The task
Substitute "image" for "photo" and write out again the lines starting with the line containing "outline --target=garden row" and going on through the end of the material, with everything else unchanged. Leave the pictures out of your answer.

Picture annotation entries
## Begin

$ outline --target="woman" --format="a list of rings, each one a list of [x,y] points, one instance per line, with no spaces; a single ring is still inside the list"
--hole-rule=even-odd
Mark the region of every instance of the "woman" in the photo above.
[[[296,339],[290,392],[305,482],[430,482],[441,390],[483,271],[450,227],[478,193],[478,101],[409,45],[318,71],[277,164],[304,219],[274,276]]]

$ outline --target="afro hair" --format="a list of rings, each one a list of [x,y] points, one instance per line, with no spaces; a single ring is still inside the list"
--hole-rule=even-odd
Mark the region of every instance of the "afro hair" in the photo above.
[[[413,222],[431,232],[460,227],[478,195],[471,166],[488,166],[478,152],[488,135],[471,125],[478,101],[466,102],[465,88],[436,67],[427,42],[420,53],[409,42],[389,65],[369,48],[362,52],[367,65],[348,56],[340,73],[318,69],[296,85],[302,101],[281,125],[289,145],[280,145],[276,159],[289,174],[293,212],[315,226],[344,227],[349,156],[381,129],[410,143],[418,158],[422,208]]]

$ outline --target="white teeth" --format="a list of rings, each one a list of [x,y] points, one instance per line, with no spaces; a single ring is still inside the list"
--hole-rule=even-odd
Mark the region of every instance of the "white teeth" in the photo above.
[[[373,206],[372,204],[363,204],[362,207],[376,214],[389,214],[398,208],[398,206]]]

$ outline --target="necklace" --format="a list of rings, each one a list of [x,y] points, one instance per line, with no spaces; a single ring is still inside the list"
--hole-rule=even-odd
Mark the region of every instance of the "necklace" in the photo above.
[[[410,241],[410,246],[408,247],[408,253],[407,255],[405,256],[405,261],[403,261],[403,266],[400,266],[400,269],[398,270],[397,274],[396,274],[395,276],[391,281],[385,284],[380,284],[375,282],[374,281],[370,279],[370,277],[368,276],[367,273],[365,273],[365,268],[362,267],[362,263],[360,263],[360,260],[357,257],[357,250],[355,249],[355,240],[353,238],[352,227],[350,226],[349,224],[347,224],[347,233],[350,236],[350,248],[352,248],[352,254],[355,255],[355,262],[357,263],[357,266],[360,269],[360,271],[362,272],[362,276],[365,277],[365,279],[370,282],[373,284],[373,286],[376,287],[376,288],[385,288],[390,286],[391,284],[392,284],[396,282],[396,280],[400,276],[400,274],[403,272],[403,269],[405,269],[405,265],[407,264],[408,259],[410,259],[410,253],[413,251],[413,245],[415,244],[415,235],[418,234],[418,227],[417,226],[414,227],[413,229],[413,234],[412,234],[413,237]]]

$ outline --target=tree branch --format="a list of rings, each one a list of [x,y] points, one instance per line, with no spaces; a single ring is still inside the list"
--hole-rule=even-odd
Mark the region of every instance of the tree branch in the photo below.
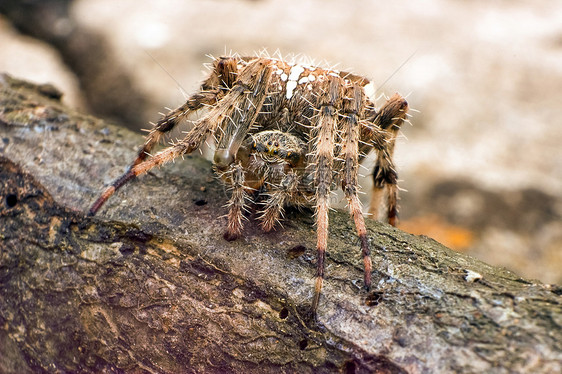
[[[84,215],[139,135],[0,77],[0,371],[560,372],[562,289],[331,212],[319,325],[315,228],[222,238],[227,198],[186,157]]]

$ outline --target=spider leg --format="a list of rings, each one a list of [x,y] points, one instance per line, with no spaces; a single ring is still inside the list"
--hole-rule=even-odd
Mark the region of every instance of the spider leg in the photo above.
[[[328,76],[321,85],[317,98],[319,113],[314,118],[313,143],[316,146],[312,153],[315,167],[314,185],[316,187],[316,225],[317,225],[317,263],[312,314],[315,317],[320,300],[320,292],[324,282],[324,260],[328,242],[328,210],[329,194],[332,184],[332,165],[334,163],[334,143],[337,132],[336,101],[341,95],[339,77]]]
[[[373,193],[369,213],[376,218],[384,196],[387,193],[388,223],[396,226],[398,216],[398,175],[392,157],[398,130],[406,118],[408,103],[398,94],[392,96],[376,114],[373,122],[385,134],[382,142],[375,143],[377,164],[373,170]]]
[[[187,117],[190,113],[201,109],[204,105],[215,104],[217,101],[217,95],[218,91],[216,90],[198,92],[187,99],[182,106],[170,111],[161,118],[148,133],[144,145],[139,150],[137,158],[133,161],[130,168],[143,162],[152,152],[154,146],[158,144],[162,136],[164,136],[167,132],[172,131],[172,129],[181,122],[183,118]]]
[[[271,231],[275,224],[279,222],[279,217],[283,214],[285,202],[291,199],[298,189],[299,178],[297,173],[291,170],[285,174],[279,188],[270,193],[269,199],[265,202],[265,208],[259,216],[261,228],[264,231]]]
[[[224,238],[228,241],[234,240],[242,232],[242,219],[244,218],[244,205],[247,194],[244,189],[244,169],[239,163],[232,164],[228,171],[232,193],[228,200],[228,228]]]
[[[146,141],[139,150],[137,158],[130,168],[140,164],[152,152],[162,136],[187,117],[190,113],[201,109],[205,105],[215,105],[233,85],[237,75],[237,58],[222,57],[215,60],[212,74],[201,84],[198,93],[192,95],[187,101],[160,119],[150,130]]]
[[[141,161],[133,165],[125,174],[119,177],[111,186],[109,186],[101,196],[92,204],[89,215],[94,215],[102,207],[102,205],[124,184],[136,178],[140,174],[148,172],[155,166],[162,165],[175,159],[178,156],[191,153],[207,139],[209,135],[215,133],[217,127],[222,125],[224,121],[229,121],[232,113],[237,109],[240,103],[246,98],[252,100],[253,93],[260,88],[264,92],[269,81],[263,80],[262,72],[264,63],[256,60],[248,64],[242,72],[239,73],[238,79],[228,93],[217,102],[217,104],[200,120],[195,122],[194,127],[186,134],[186,136],[178,143],[162,150],[152,158]],[[267,69],[271,71],[271,69]],[[271,75],[271,74],[270,74]],[[259,99],[264,100],[265,95]],[[257,99],[255,99],[258,101]],[[261,104],[256,102],[256,113],[259,112]],[[256,114],[257,116],[257,114]],[[252,118],[255,120],[255,116]]]
[[[371,287],[371,250],[367,240],[365,220],[361,210],[361,202],[357,195],[359,182],[357,179],[357,168],[359,166],[359,118],[364,109],[365,96],[363,90],[356,84],[348,87],[343,102],[343,119],[341,128],[343,130],[342,158],[344,160],[342,189],[349,205],[349,213],[353,218],[357,235],[361,243],[363,265],[365,269],[364,286]]]

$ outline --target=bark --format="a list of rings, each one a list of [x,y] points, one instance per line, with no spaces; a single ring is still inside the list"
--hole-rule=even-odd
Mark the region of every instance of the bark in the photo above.
[[[368,220],[373,289],[330,213],[318,322],[310,212],[222,237],[224,187],[186,157],[84,212],[140,135],[0,77],[0,371],[560,372],[562,288]]]

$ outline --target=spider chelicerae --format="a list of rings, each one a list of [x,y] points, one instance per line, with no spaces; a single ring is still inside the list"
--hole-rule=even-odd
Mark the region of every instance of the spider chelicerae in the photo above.
[[[348,72],[288,63],[270,57],[229,56],[214,59],[199,92],[160,119],[146,138],[129,170],[90,208],[96,214],[125,183],[215,141],[214,169],[230,186],[225,239],[241,235],[244,211],[260,201],[258,219],[272,230],[287,205],[310,206],[317,227],[317,271],[312,312],[316,315],[324,279],[328,239],[329,195],[338,186],[355,223],[365,268],[364,286],[371,285],[371,259],[358,197],[358,167],[374,150],[374,187],[369,213],[386,207],[396,223],[397,174],[395,140],[406,120],[408,104],[395,94],[376,109],[368,79]],[[186,136],[150,156],[164,134],[191,113],[205,109]]]

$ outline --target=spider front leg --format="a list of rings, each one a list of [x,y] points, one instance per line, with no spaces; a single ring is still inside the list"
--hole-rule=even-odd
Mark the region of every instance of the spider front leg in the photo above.
[[[144,161],[162,136],[172,131],[190,113],[201,109],[203,106],[215,105],[233,87],[238,71],[237,63],[238,59],[235,57],[223,57],[215,60],[213,72],[201,84],[199,92],[187,99],[182,106],[166,114],[150,130],[143,147],[139,150],[137,158],[130,168]]]
[[[237,239],[242,232],[242,220],[244,219],[245,202],[248,195],[244,186],[244,169],[239,163],[230,165],[227,172],[227,180],[232,186],[230,199],[228,200],[228,228],[224,238],[228,241]]]
[[[367,229],[365,228],[361,202],[357,195],[357,188],[359,186],[357,178],[357,169],[359,167],[359,118],[361,118],[365,108],[365,95],[361,87],[356,84],[347,87],[344,94],[343,119],[341,121],[341,128],[343,130],[341,154],[344,162],[342,189],[361,243],[361,253],[365,269],[364,286],[366,289],[369,289],[371,287],[372,270],[371,250],[367,240]]]
[[[269,198],[265,202],[265,208],[259,219],[261,228],[264,231],[271,231],[277,223],[279,217],[283,215],[283,208],[287,200],[297,193],[299,177],[293,170],[289,171],[281,180],[278,186],[272,186],[273,190],[269,193]]]
[[[315,117],[313,141],[315,149],[312,154],[315,167],[314,185],[316,187],[316,226],[317,226],[317,263],[316,284],[312,300],[312,314],[316,318],[320,292],[324,282],[324,260],[328,245],[328,210],[329,194],[332,184],[332,165],[334,163],[334,143],[337,131],[336,102],[341,95],[339,77],[328,76],[322,84],[317,99],[319,113]]]
[[[374,141],[377,149],[377,163],[373,170],[373,192],[369,213],[375,218],[378,217],[386,188],[388,223],[393,226],[396,226],[398,216],[398,175],[392,158],[396,136],[407,113],[408,103],[403,97],[395,94],[382,106],[373,119],[375,128],[382,130],[380,133],[382,137],[378,137]]]

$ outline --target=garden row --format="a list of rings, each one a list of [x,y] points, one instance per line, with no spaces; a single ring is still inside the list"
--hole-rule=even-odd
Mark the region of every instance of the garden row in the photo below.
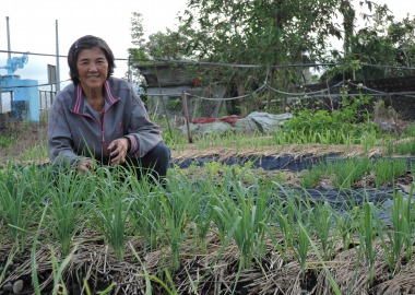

## End

The reply
$ outline --target=garden row --format="a list of rings, each one a list of [x,y] points, one instance per line, with no spaces; a single ring is still inside the list"
--hole-rule=even-odd
Mark the region of every instance of the garden row in the image below.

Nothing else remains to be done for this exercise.